---------- MATERIAL SUPPLIED ----------
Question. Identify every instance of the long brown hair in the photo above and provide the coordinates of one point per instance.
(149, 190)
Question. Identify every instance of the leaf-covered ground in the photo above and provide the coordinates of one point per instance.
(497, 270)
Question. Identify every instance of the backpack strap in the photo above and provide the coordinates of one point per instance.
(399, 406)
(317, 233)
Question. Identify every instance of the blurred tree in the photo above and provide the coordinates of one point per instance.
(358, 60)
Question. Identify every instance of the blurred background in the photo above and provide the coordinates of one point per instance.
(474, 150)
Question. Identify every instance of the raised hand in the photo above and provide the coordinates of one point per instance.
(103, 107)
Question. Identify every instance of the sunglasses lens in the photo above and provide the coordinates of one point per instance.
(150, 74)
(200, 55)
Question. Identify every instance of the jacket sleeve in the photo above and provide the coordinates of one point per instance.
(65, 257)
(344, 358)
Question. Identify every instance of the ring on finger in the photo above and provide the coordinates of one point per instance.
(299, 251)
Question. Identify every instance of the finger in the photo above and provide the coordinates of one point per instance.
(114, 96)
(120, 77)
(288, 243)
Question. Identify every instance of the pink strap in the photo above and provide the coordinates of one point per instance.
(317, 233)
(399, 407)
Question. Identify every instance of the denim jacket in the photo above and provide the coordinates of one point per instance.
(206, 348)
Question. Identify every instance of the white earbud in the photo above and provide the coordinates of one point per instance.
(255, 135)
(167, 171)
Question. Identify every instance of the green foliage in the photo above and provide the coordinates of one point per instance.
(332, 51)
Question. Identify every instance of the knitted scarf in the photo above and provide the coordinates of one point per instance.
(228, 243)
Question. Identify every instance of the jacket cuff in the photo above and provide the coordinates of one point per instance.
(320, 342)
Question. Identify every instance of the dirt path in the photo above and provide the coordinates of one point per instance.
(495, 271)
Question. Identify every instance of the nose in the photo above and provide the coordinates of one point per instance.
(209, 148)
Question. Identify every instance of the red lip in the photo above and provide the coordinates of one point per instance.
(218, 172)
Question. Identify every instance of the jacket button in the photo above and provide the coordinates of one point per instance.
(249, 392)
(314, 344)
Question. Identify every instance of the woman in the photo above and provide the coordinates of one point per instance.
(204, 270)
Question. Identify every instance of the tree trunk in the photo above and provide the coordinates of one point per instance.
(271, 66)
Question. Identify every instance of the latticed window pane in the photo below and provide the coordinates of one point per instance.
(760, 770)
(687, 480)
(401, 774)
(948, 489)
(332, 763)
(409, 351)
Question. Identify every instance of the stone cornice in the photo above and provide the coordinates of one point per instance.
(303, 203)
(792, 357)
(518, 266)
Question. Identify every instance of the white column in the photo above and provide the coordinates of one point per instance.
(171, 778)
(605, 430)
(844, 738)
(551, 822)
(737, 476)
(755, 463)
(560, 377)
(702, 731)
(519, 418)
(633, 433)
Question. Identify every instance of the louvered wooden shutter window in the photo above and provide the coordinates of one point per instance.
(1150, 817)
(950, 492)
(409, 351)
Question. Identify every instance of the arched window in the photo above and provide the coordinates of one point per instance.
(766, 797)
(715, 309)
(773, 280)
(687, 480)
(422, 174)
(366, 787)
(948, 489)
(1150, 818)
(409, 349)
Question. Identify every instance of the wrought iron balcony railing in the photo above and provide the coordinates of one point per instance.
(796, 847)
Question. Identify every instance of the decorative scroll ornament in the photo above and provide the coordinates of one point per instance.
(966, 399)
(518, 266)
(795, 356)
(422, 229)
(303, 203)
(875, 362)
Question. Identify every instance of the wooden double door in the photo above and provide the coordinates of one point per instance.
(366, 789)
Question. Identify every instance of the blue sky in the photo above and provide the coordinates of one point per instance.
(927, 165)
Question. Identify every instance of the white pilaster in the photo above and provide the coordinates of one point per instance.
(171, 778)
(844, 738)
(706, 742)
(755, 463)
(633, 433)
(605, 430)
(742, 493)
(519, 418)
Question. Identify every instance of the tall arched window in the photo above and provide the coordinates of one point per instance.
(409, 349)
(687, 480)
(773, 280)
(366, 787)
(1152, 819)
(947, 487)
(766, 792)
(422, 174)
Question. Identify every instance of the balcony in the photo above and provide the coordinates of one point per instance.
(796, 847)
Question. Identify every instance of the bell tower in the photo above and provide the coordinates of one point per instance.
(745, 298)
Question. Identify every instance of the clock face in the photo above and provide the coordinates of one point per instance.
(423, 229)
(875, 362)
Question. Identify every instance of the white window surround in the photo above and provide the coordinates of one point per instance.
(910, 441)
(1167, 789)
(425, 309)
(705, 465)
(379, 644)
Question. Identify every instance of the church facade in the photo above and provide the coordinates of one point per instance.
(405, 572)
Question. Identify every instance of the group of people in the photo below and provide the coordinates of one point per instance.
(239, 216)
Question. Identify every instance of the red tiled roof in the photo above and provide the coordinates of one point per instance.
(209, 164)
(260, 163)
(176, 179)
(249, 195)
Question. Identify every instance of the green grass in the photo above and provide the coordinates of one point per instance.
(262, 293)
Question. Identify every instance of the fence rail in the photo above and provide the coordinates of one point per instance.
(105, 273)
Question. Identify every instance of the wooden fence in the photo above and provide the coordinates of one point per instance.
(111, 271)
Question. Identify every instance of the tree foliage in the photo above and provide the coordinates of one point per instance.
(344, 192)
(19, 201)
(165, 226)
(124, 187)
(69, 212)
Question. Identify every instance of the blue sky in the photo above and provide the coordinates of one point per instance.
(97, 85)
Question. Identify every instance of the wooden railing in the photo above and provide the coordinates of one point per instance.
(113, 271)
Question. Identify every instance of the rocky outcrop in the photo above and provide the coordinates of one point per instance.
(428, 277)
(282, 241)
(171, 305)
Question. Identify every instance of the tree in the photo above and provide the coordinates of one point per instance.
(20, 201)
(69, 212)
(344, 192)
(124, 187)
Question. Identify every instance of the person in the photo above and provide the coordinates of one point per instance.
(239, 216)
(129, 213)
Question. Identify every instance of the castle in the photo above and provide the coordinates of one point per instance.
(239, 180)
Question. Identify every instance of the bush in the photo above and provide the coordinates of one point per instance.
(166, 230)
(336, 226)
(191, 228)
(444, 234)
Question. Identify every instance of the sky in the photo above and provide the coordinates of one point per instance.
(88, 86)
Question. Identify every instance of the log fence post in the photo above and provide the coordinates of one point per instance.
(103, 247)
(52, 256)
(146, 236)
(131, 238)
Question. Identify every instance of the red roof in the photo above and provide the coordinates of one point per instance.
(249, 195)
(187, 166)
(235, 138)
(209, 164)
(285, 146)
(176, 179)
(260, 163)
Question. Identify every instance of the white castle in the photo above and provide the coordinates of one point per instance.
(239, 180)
----------
PROBLEM TO SOLVE: Write out the lines above, starting at the line that contains "Question. Identify every instance of the wooden railing" and ending with the final line, and nothing else; copy them exactly.

WRITTEN ANSWER:
Question. Identify every instance of the wooden railing in the photo above and provide the coordinates of one point per instance.
(113, 271)
Question. Identify every instance of the rocky outcrop in the photo above and provide the coordinates of one point per instance.
(428, 277)
(282, 241)
(171, 305)
Question. Identify every instance of the tree in the photo above and provide the coordinates of one point per instance.
(20, 201)
(69, 212)
(344, 192)
(124, 187)
Question. Identify every instance of the person in the photo above and provide the coordinates of one point per instance.
(239, 216)
(129, 213)
Question. Identify every instance of the castle in the photo above and provide the coordinates of one point per instance.
(239, 180)
Question. Identify every instance of the bush in the photo above and provide the coordinates of one point per instance.
(166, 230)
(336, 226)
(191, 228)
(444, 234)
Question. Identify every instance of the sky in the photo above and provide the coordinates of one point per instance.
(88, 86)
Question. Identify every instance of the log fence post in the photo above and provide the coordinates of one point per instance.
(103, 247)
(52, 256)
(146, 236)
(131, 238)
Question. Identify every instance of the red roof in the photo above and provide the coordinates of one point per instance.
(249, 195)
(187, 166)
(235, 138)
(209, 164)
(285, 146)
(176, 179)
(260, 163)
Question. Identify every instance of the white castle in the photo above and provide the coordinates of one point per instance.
(239, 180)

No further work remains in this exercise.